Problem details ::
The lines to output run from the first line of the entries below through the line containing "box: [346, 140, 432, 198]"; copy them exactly and leave out pictures.

Stored data entries:
━━━━━━━━

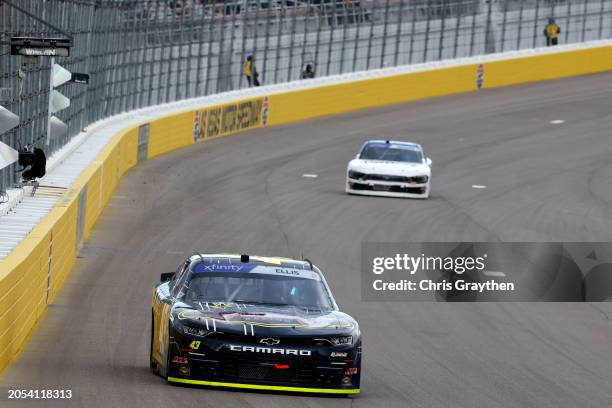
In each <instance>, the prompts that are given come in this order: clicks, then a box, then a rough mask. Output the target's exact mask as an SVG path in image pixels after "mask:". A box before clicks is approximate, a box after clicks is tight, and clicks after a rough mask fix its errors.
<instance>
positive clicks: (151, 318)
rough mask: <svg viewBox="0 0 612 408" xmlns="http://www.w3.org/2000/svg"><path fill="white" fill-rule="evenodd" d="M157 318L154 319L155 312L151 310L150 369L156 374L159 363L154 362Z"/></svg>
mask: <svg viewBox="0 0 612 408" xmlns="http://www.w3.org/2000/svg"><path fill="white" fill-rule="evenodd" d="M154 333H155V318H154V317H153V311H152V310H151V344H150V346H149V368H150V369H151V371H152V372H153V373H155V374H157V372H158V367H157V363H156V362H155V361H153V336H154V335H155V334H154Z"/></svg>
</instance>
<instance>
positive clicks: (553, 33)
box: [546, 24, 559, 38]
mask: <svg viewBox="0 0 612 408" xmlns="http://www.w3.org/2000/svg"><path fill="white" fill-rule="evenodd" d="M546 34H548V37H549V38H557V36H558V35H559V26H558V25H556V24H548V25H547V26H546Z"/></svg>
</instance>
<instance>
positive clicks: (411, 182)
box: [346, 140, 432, 198]
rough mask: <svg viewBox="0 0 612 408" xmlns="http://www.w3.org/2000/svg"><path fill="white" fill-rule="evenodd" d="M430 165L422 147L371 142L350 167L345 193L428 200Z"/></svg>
mask: <svg viewBox="0 0 612 408" xmlns="http://www.w3.org/2000/svg"><path fill="white" fill-rule="evenodd" d="M431 163H432V162H431V159H430V158H429V157H425V153H424V152H423V147H422V146H421V145H420V144H417V143H408V142H398V141H393V140H370V141H368V142H366V143H365V144H364V145H363V147H362V148H361V150H360V151H359V153H358V154H357V156H356V157H355V158H354V159H353V160H351V161H350V162H349V164H348V168H347V174H346V192H347V193H349V194H361V195H376V196H387V197H407V198H429V194H430V191H431Z"/></svg>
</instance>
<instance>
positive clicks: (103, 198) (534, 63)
mask: <svg viewBox="0 0 612 408" xmlns="http://www.w3.org/2000/svg"><path fill="white" fill-rule="evenodd" d="M609 70H612V46H601V47H594V48H588V49H578V50H571V51H563V52H559V53H555V54H546V55H534V56H529V57H520V58H513V59H503V60H496V61H488V62H483V63H482V64H479V63H471V64H464V65H457V66H452V67H445V68H437V69H429V70H422V71H417V72H410V73H405V74H399V75H393V76H386V77H378V78H372V79H368V80H359V81H353V82H346V83H339V84H331V85H324V86H319V87H316V88H309V89H301V90H296V91H291V92H283V93H274V94H270V95H268V96H261V97H254V98H250V99H243V100H238V101H234V102H231V103H225V104H223V105H214V106H206V107H202V108H200V109H192V110H189V111H185V112H181V113H178V114H173V115H168V116H162V117H159V118H157V119H155V120H152V121H150V122H145V123H141V124H138V125H136V126H133V127H131V128H129V129H126V130H123V131H121V132H119V133H118V134H117V135H116V136H115V137H114V138H113V139H112V141H111V142H110V143H109V144H108V145H107V146H106V147H105V148H104V149H103V150H102V152H100V154H99V155H98V156H97V158H96V160H95V161H94V162H93V163H91V164H90V166H89V167H88V168H87V169H86V170H85V171H84V172H83V173H82V174H81V175H80V176H79V177H78V179H77V180H76V181H75V182H74V183H73V185H72V186H71V188H70V189H68V191H66V192H65V193H64V195H63V197H62V199H61V200H60V201H59V202H58V204H57V205H56V206H55V207H54V208H53V209H52V210H51V212H50V213H49V214H48V215H47V216H46V217H45V218H44V219H43V220H42V222H41V223H40V224H39V225H38V226H37V227H36V228H35V229H34V230H33V231H32V233H31V234H30V235H28V237H27V238H25V239H24V240H23V241H22V242H21V243H20V244H19V246H18V247H17V248H16V249H15V250H14V251H13V252H12V253H11V254H10V255H9V256H8V257H7V258H5V259H4V260H2V261H0V372H2V371H3V370H4V369H5V368H6V367H7V366H8V365H9V364H10V362H11V361H12V360H14V359H15V358H16V356H17V355H18V354H19V351H20V350H21V349H22V348H23V346H24V344H25V343H26V342H27V339H28V338H29V337H30V336H31V335H32V333H33V332H34V333H35V331H34V328H35V326H36V323H37V322H38V321H39V320H40V319H41V318H42V317H43V316H44V313H45V310H46V307H47V304H48V303H52V302H53V300H54V299H55V296H56V295H57V293H58V291H59V290H61V287H62V284H63V282H64V281H65V279H66V277H67V275H68V273H69V272H70V270H71V269H72V267H73V266H74V263H75V261H76V255H77V252H78V248H79V247H80V246H81V245H82V243H83V242H84V241H85V240H87V238H88V237H89V235H90V233H91V230H92V229H93V228H94V226H95V223H96V221H97V220H98V218H99V216H100V214H101V213H102V211H103V210H104V207H105V206H106V204H107V202H108V201H109V200H110V198H111V196H112V194H113V192H114V190H115V188H116V187H117V185H118V183H119V180H120V179H121V177H122V176H123V175H124V174H125V173H126V172H127V171H128V170H129V169H131V168H132V167H134V166H135V165H136V164H137V163H138V162H139V158H140V161H142V160H146V159H151V158H154V157H156V156H159V155H161V154H164V153H167V152H170V151H172V150H175V149H178V148H182V147H186V146H189V145H192V144H194V143H200V142H206V141H207V140H210V139H214V138H218V137H223V136H228V135H231V134H235V133H238V132H241V131H246V130H250V129H255V128H259V127H262V126H273V125H282V124H287V123H292V122H296V121H301V120H307V119H312V118H316V117H320V116H326V115H334V114H340V113H345V112H351V111H356V110H359V109H367V108H374V107H378V106H383V105H389V104H395V103H401V102H409V101H414V100H419V99H425V98H431V97H437V96H444V95H450V94H457V93H462V92H475V91H477V90H478V89H479V84H480V85H481V87H482V89H487V88H495V87H501V86H508V85H515V84H522V83H527V82H533V81H541V80H549V79H557V78H563V77H569V76H576V75H584V74H591V73H597V72H603V71H609ZM479 79H480V81H479ZM143 126H144V127H143ZM141 128H142V129H141ZM147 129H148V132H147ZM141 130H142V134H143V136H142V137H141V136H140V133H141ZM146 136H148V137H146ZM373 136H375V135H373ZM140 149H143V150H142V152H144V153H142V152H141V153H140V154H139V151H140ZM34 335H35V334H34Z"/></svg>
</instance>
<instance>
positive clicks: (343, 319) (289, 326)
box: [173, 302, 357, 336]
mask: <svg viewBox="0 0 612 408" xmlns="http://www.w3.org/2000/svg"><path fill="white" fill-rule="evenodd" d="M173 315H174V316H175V317H176V319H177V320H178V321H180V322H182V323H183V324H187V325H195V326H198V327H208V328H209V329H210V328H212V327H214V328H215V329H216V330H217V331H223V332H234V333H239V334H243V333H245V331H246V332H247V333H249V334H250V333H251V326H252V327H253V332H254V334H255V335H276V336H282V335H313V334H327V335H329V334H335V333H346V332H352V331H353V330H355V329H356V328H357V323H356V322H355V320H354V319H353V318H352V317H350V316H349V315H347V314H346V313H342V312H339V311H325V312H320V311H309V310H307V309H304V308H299V307H293V306H288V307H287V306H282V307H280V306H261V305H245V304H231V303H222V304H219V303H204V302H202V303H201V304H200V303H198V304H197V305H190V304H187V303H177V304H175V306H174V310H173ZM213 321H214V325H213Z"/></svg>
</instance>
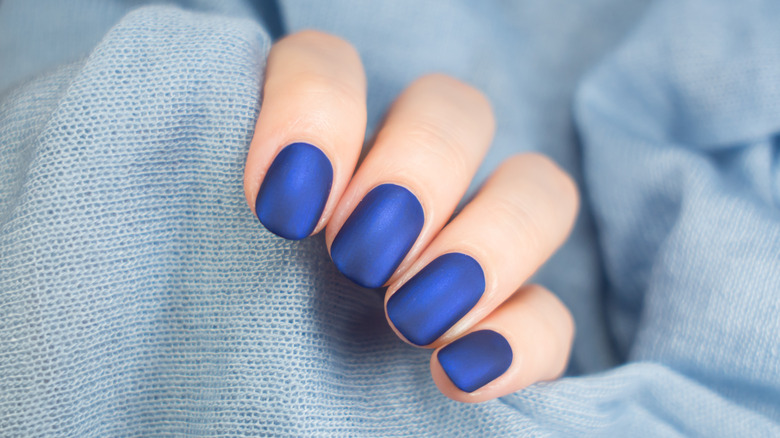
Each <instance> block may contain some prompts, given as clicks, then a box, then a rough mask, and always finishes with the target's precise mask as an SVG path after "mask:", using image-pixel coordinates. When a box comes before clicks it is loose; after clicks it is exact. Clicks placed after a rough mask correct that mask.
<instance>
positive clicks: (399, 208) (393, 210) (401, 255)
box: [330, 184, 425, 287]
mask: <svg viewBox="0 0 780 438" xmlns="http://www.w3.org/2000/svg"><path fill="white" fill-rule="evenodd" d="M424 222H425V217H424V214H423V210H422V205H420V201H418V200H417V198H416V197H415V196H414V194H412V192H410V191H409V190H407V189H405V188H403V187H401V186H397V185H395V184H382V185H381V186H377V187H375V188H374V189H373V190H371V191H370V192H368V194H367V195H366V196H365V197H364V198H363V200H362V201H360V204H358V205H357V207H355V210H354V211H353V212H352V214H351V215H350V216H349V219H347V221H346V222H345V223H344V225H343V226H342V227H341V230H340V231H339V234H338V235H337V236H336V238H335V239H334V240H333V245H331V247H330V255H331V257H332V258H333V261H334V262H335V263H336V267H337V268H338V269H339V271H341V273H342V274H344V275H345V276H346V277H347V278H349V279H350V280H352V281H354V282H355V283H357V284H359V285H361V286H363V287H380V286H382V285H383V284H385V282H387V280H388V279H390V276H391V275H393V272H395V269H396V268H397V267H398V265H399V264H400V263H401V261H402V260H403V259H404V256H406V253H407V252H409V250H410V249H411V248H412V245H414V242H415V240H417V236H419V235H420V231H421V230H422V226H423V223H424Z"/></svg>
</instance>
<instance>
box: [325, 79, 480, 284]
mask: <svg viewBox="0 0 780 438" xmlns="http://www.w3.org/2000/svg"><path fill="white" fill-rule="evenodd" d="M494 129H495V121H494V118H493V113H492V110H491V108H490V103H489V102H488V101H487V99H486V98H485V97H484V96H483V95H482V93H480V92H479V91H477V90H476V89H474V88H473V87H471V86H469V85H466V84H464V83H462V82H460V81H458V80H456V79H453V78H450V77H448V76H443V75H438V74H434V75H429V76H424V77H422V78H420V79H418V80H417V81H415V82H414V83H413V84H412V85H410V86H409V88H407V89H406V91H404V93H402V94H401V96H400V97H399V98H398V100H397V101H396V102H395V104H394V105H393V107H392V108H391V110H390V112H389V113H388V116H387V119H386V121H385V124H384V125H383V127H382V129H381V131H380V132H379V134H378V135H377V138H376V141H375V143H374V146H373V148H372V149H371V151H370V153H369V154H368V156H367V157H366V160H365V161H364V162H363V164H362V165H361V166H360V168H359V169H358V171H357V172H356V174H355V176H354V177H353V178H352V181H350V184H349V186H348V187H347V189H346V191H345V192H344V196H343V197H342V198H341V200H340V201H339V204H338V206H337V207H336V211H335V212H334V215H333V217H332V219H331V221H330V222H329V224H328V227H327V230H326V239H327V242H328V246H329V248H330V253H331V257H332V258H333V261H334V262H335V264H336V266H337V267H338V269H339V270H340V271H341V272H342V273H343V274H344V275H346V276H347V277H348V278H349V279H351V280H352V281H354V282H355V283H358V284H360V285H361V286H364V287H379V286H382V285H384V284H386V283H387V282H388V281H389V280H391V278H394V277H396V276H398V275H400V274H401V273H402V272H403V270H404V269H406V268H407V267H408V266H409V265H410V264H411V262H412V261H413V260H414V258H415V257H416V256H417V255H418V254H419V253H420V251H422V250H423V249H424V248H425V246H426V245H427V244H428V243H429V242H430V241H431V239H433V237H434V236H435V235H436V233H438V232H439V230H440V229H441V228H442V226H444V224H445V223H446V221H447V220H448V219H449V217H450V216H451V215H452V212H453V211H454V209H455V207H456V206H457V204H458V201H459V200H460V199H461V198H462V197H463V194H464V193H465V191H466V189H467V188H468V186H469V183H470V182H471V179H472V178H473V176H474V173H475V172H476V170H477V167H478V166H479V164H480V162H481V161H482V158H483V157H484V155H485V152H486V151H487V149H488V147H489V145H490V142H491V140H492V138H493V131H494Z"/></svg>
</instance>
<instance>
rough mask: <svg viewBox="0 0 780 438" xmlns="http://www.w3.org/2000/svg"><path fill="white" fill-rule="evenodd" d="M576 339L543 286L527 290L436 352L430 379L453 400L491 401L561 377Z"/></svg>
mask: <svg viewBox="0 0 780 438" xmlns="http://www.w3.org/2000/svg"><path fill="white" fill-rule="evenodd" d="M573 339H574V321H573V320H572V317H571V314H570V313H569V310H568V309H567V308H566V307H565V306H564V305H563V303H561V301H560V300H558V298H557V297H556V296H555V295H553V294H552V293H551V292H550V291H548V290H547V289H545V288H543V287H542V286H538V285H528V286H524V287H523V288H521V289H520V290H518V291H517V292H516V293H515V294H514V295H513V296H512V297H511V298H510V299H508V300H507V301H506V302H504V303H503V304H502V305H501V306H500V307H499V308H497V309H496V310H495V311H494V312H493V313H491V314H490V315H488V316H487V317H486V318H485V319H483V320H482V321H480V322H479V323H478V324H476V325H475V326H474V327H472V329H471V330H470V331H469V332H468V333H467V334H465V335H464V336H462V337H460V338H458V339H456V340H455V341H453V342H451V343H449V344H447V345H444V346H442V347H440V348H438V349H436V351H434V353H433V355H432V357H431V375H432V376H433V381H434V382H435V383H436V386H438V387H439V390H440V391H441V392H442V393H443V394H444V395H446V396H447V397H449V398H451V399H453V400H457V401H462V402H467V403H476V402H482V401H486V400H491V399H494V398H497V397H502V396H504V395H507V394H511V393H513V392H515V391H519V390H521V389H523V388H525V387H526V386H528V385H531V384H532V383H536V382H538V381H541V380H551V379H554V378H556V377H558V376H560V375H561V374H562V373H563V371H564V369H565V368H566V363H567V362H568V359H569V351H570V350H571V345H572V341H573Z"/></svg>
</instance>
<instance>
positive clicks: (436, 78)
mask: <svg viewBox="0 0 780 438" xmlns="http://www.w3.org/2000/svg"><path fill="white" fill-rule="evenodd" d="M412 87H420V88H423V89H426V90H430V91H432V92H434V93H436V94H437V95H439V96H440V97H441V98H442V99H446V100H448V101H450V102H449V103H452V104H454V106H455V107H457V108H463V109H468V110H469V115H473V114H480V115H483V116H484V117H485V118H486V119H487V121H488V122H489V124H490V125H491V126H494V125H495V116H494V113H493V106H492V105H491V103H490V99H489V98H488V97H487V96H486V95H485V93H483V92H482V91H481V90H479V89H478V88H476V87H474V86H473V85H471V84H468V83H466V82H464V81H462V80H460V79H457V78H454V77H452V76H449V75H446V74H443V73H429V74H426V75H424V76H421V77H420V78H418V79H417V80H416V81H415V82H414V83H413V84H412Z"/></svg>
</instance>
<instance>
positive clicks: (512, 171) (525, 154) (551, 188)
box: [506, 152, 579, 211]
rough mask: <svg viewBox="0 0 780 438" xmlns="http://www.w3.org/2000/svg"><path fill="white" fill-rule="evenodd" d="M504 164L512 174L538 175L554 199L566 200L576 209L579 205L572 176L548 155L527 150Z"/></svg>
mask: <svg viewBox="0 0 780 438" xmlns="http://www.w3.org/2000/svg"><path fill="white" fill-rule="evenodd" d="M506 164H507V167H509V169H508V170H509V171H510V172H512V173H514V174H517V175H524V174H529V173H530V174H532V175H538V176H539V180H540V181H544V184H545V187H547V188H548V189H550V190H551V191H552V193H553V194H554V196H555V198H556V199H561V200H563V201H566V204H567V205H574V206H575V208H574V209H575V211H576V209H577V207H578V206H579V190H578V189H577V184H576V183H575V182H574V178H572V177H571V175H569V174H568V173H567V172H566V171H565V170H563V169H562V168H561V167H560V166H559V165H558V164H557V163H556V162H555V161H553V160H552V159H551V158H550V157H548V156H546V155H544V154H540V153H538V152H528V153H523V154H519V155H515V156H513V157H511V158H510V159H508V160H507V163H506Z"/></svg>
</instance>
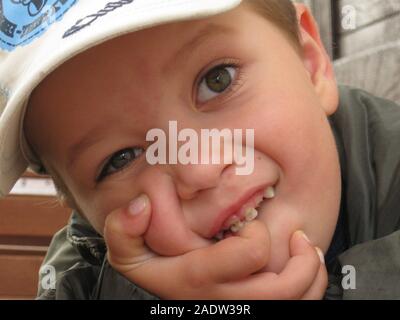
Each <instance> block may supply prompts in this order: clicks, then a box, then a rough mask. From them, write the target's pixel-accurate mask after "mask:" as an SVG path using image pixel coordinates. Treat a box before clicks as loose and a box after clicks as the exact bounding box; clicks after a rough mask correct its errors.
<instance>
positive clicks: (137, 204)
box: [104, 194, 154, 272]
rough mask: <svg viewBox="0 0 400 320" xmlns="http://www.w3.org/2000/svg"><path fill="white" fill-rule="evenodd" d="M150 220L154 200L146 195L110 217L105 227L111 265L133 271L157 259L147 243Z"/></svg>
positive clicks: (116, 212) (114, 213)
mask: <svg viewBox="0 0 400 320" xmlns="http://www.w3.org/2000/svg"><path fill="white" fill-rule="evenodd" d="M150 216H151V205H150V200H149V198H148V197H147V196H146V195H144V194H143V195H140V196H139V197H137V198H136V199H134V200H133V201H132V202H130V203H129V205H128V206H127V207H124V208H120V209H117V210H114V211H113V212H111V213H110V214H109V215H108V216H107V218H106V221H105V225H104V239H105V241H106V244H107V248H108V252H107V256H108V260H109V262H110V264H111V265H112V266H113V267H114V268H115V269H117V270H118V271H120V272H124V270H126V269H129V270H130V269H132V267H135V266H137V265H139V264H142V263H143V262H144V261H146V260H148V259H149V258H151V257H153V256H154V254H153V253H152V252H151V251H150V250H149V248H147V246H146V245H145V242H144V239H143V234H144V233H145V232H146V230H147V228H148V226H149V223H150Z"/></svg>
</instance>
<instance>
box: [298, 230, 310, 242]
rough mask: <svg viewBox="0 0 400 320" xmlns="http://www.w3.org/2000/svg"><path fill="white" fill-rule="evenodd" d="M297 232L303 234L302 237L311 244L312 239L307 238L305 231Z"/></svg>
mask: <svg viewBox="0 0 400 320" xmlns="http://www.w3.org/2000/svg"><path fill="white" fill-rule="evenodd" d="M297 232H299V233H300V234H301V236H302V237H303V238H304V239H305V240H306V241H307V242H308V243H311V241H310V239H309V238H308V237H307V235H306V234H305V233H304V231H302V230H298V231H297Z"/></svg>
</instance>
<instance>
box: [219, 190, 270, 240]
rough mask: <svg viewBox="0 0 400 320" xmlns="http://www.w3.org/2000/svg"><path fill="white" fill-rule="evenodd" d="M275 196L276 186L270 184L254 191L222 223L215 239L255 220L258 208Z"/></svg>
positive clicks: (256, 216) (241, 228)
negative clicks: (257, 189) (274, 186)
mask: <svg viewBox="0 0 400 320" xmlns="http://www.w3.org/2000/svg"><path fill="white" fill-rule="evenodd" d="M274 197H275V187H274V186H268V187H266V188H264V189H262V190H260V191H257V192H256V193H254V194H253V195H252V196H251V197H250V198H249V199H248V200H247V201H246V202H245V203H244V204H243V205H241V206H240V208H239V209H238V210H236V211H233V213H232V214H229V216H228V218H227V219H226V220H225V221H224V222H223V223H222V227H221V228H219V231H218V232H217V233H216V234H215V235H214V236H213V239H214V240H216V241H220V240H222V239H224V238H226V237H227V236H229V235H230V234H232V233H236V232H238V231H239V230H240V229H242V228H243V227H244V226H245V225H246V223H248V222H250V221H253V220H254V219H256V218H257V216H258V211H257V210H258V209H259V207H260V206H261V204H262V203H264V201H265V200H266V199H272V198H274Z"/></svg>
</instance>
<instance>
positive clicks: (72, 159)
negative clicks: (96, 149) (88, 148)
mask: <svg viewBox="0 0 400 320" xmlns="http://www.w3.org/2000/svg"><path fill="white" fill-rule="evenodd" d="M105 128H106V127H105V126H104V125H100V126H96V127H94V128H92V129H90V130H89V131H88V132H87V133H86V134H85V135H84V136H83V137H81V138H80V140H79V141H78V142H77V143H75V144H73V145H72V146H71V147H70V148H68V151H67V168H70V167H71V166H72V165H73V164H74V162H75V161H76V160H77V158H78V157H79V155H80V154H81V153H82V152H83V151H84V150H86V149H88V148H89V147H90V146H92V145H94V144H95V143H96V142H98V141H100V140H101V139H102V137H103V136H104V135H105V130H104V129H105Z"/></svg>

━━━━━━━━

Output below ::
In each <instance>, the prompts that are given come in this order: clicks, then a box, then a rough mask. Output the target's exact mask as an SVG path in image pixels after "mask:". A box before clicks is approximate, a box after clicks is tight, and clicks after a rough mask fix its errors.
<instance>
positive clicks: (151, 318)
rough mask: <svg viewBox="0 0 612 408" xmlns="http://www.w3.org/2000/svg"><path fill="white" fill-rule="evenodd" d="M157 318L154 319L155 312L151 310L150 369L156 374L159 363L154 362Z"/></svg>
mask: <svg viewBox="0 0 612 408" xmlns="http://www.w3.org/2000/svg"><path fill="white" fill-rule="evenodd" d="M154 333H155V318H154V317H153V311H152V310H151V344H150V346H149V368H150V369H151V371H152V372H153V373H155V374H157V372H158V367H157V363H156V362H155V361H153V336H154V335H155V334H154Z"/></svg>
</instance>
<instance>
positive clicks: (553, 33)
box: [546, 24, 559, 38]
mask: <svg viewBox="0 0 612 408" xmlns="http://www.w3.org/2000/svg"><path fill="white" fill-rule="evenodd" d="M546 34H548V37H549V38H557V36H558V35H559V26H558V25H556V24H548V25H547V26H546Z"/></svg>
</instance>
<instance>
positive clicks: (411, 182)
box: [346, 140, 432, 198]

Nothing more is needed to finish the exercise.